#### Extrait du texte ####

Par opposition, la force du livre imprimé se trouve non pas dans une prétendue « perfection » de l’objet, mais dans sa rusticité : l’anonymat de son acquisition et de sa lecture, la paisible évidence de sa possession et la liberté de son possesseur d’en disposer, l’absolue tranquillité de la lecture déconnectée, loin de toute sollicitation autre que celle voulue par l’auteur, portée par le texte lui-même.

Nous sommes les heureux contemporains d’une époque qui nous offre le meilleur du livre et le privilège de participer à l’invention d’un nouvel ordre des lectures et de la connaissance.

J’ai toujours du mal à suivre Hubert, par ailleurs toujours passionnant, lorsqu’il évoque le « basculement » de l’édition vers le web, comme s’il s’agissait d’un mouvement uniforme et inexorable, là où je vois un double mouvement :
– un effort concerté pour faire exister, avec toutes leurs caractéristiques, les livres sur le web – avec un format qui leur est propre, et des caractéristiques maintenues, non pas des caractéristiques physiques comme le skeuomorphisme le suggère, mais bien des attributs conceptuels, indispensables à la forme de lecture que le livre appelle,
– l’invention, directement sur le web, de nouvelles pratiques, de nouvelles manières d’inventer, de créer, d’échanger, de s’exprimer, qui ne sont pas ce qui va nécessairement succéder au livre, ou ce qui doit à coup sûr enterrer le livre, mais ce qui pourrait tout aussi bien le compléter, l’installer parmi d’autres pratiques.

####

Travail demandé »
(a) Recopiez le passage de l'extrait sur le livre imprimé qui va de « Par opposition, la » à « de la connaissance. ».
(b) Répondez brièvement à ces questions sur l'extrait sur le livre imprimé.
(i) Selon l'auteur, dans quoi se trouve la force du livre imprimé ?
(ii) Quel mot, placé entre guillemets, désigne ce qu'Hubert évoque à propos de l'édition et du web ?
(iii) Quel type de mouvement l'auteur voit-il à la place ?
(c) Traduisez en anglais la phrase suivante de l'extrait sur le livre imprimé : « Nous sommes les heureux contemporains d’une époque qui nous offre le meilleur du livre et le privilège de participer à l’invention d’un nouvel ordre des lectures et de la connaissance. »

#### Lignes ####

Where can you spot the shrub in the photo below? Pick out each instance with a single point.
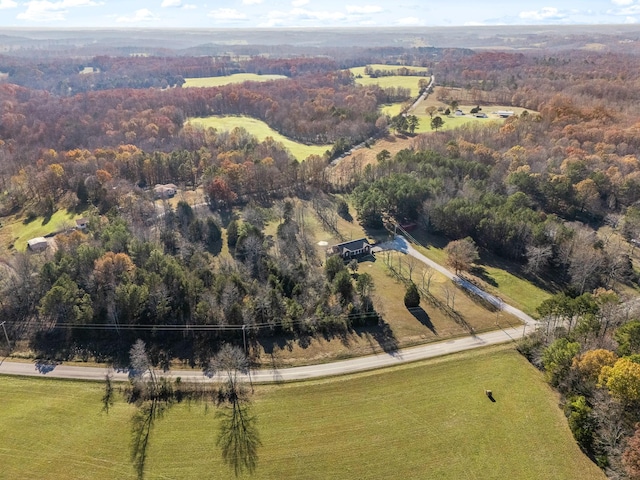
(412, 296)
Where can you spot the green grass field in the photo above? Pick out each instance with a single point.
(425, 420)
(513, 289)
(379, 66)
(15, 232)
(393, 81)
(260, 130)
(392, 109)
(229, 79)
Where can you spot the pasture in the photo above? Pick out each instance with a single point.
(392, 68)
(15, 232)
(229, 79)
(392, 81)
(260, 130)
(425, 420)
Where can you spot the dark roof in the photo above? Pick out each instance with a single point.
(353, 245)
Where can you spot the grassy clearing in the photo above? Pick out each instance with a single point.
(495, 275)
(433, 324)
(425, 420)
(392, 109)
(229, 79)
(16, 233)
(392, 68)
(260, 130)
(393, 81)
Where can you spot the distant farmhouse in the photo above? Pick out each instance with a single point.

####

Réponses par tâche »
(a)
Par opposition, la force du livre imprimé se trouve non pas dans une prétendue « perfection » de l’objet, mais dans sa rusticité : l’anonymat de son acquisition et de sa lecture, la paisible évidence de sa possession et la liberté de son possesseur d’en disposer, l’absolue tranquillité de la lecture déconnectée, loin de toute sollicitation autre que celle voulue par l’auteur, portée par le texte lui-même.

Nous sommes les heureux contemporains d’une époque qui nous offre le meilleur du livre et le privilège de participer à l’invention d’un nouvel ordre des lectures et de la connaissance.

(b)
(i) Dans sa rusticité.
(ii) Le « basculement ».
(iii) Un double mouvement.

(c) We are the fortunate contemporaries of an era that offers us the best of the book and the privilege of taking part in the invention of a new order of reading and of knowledge.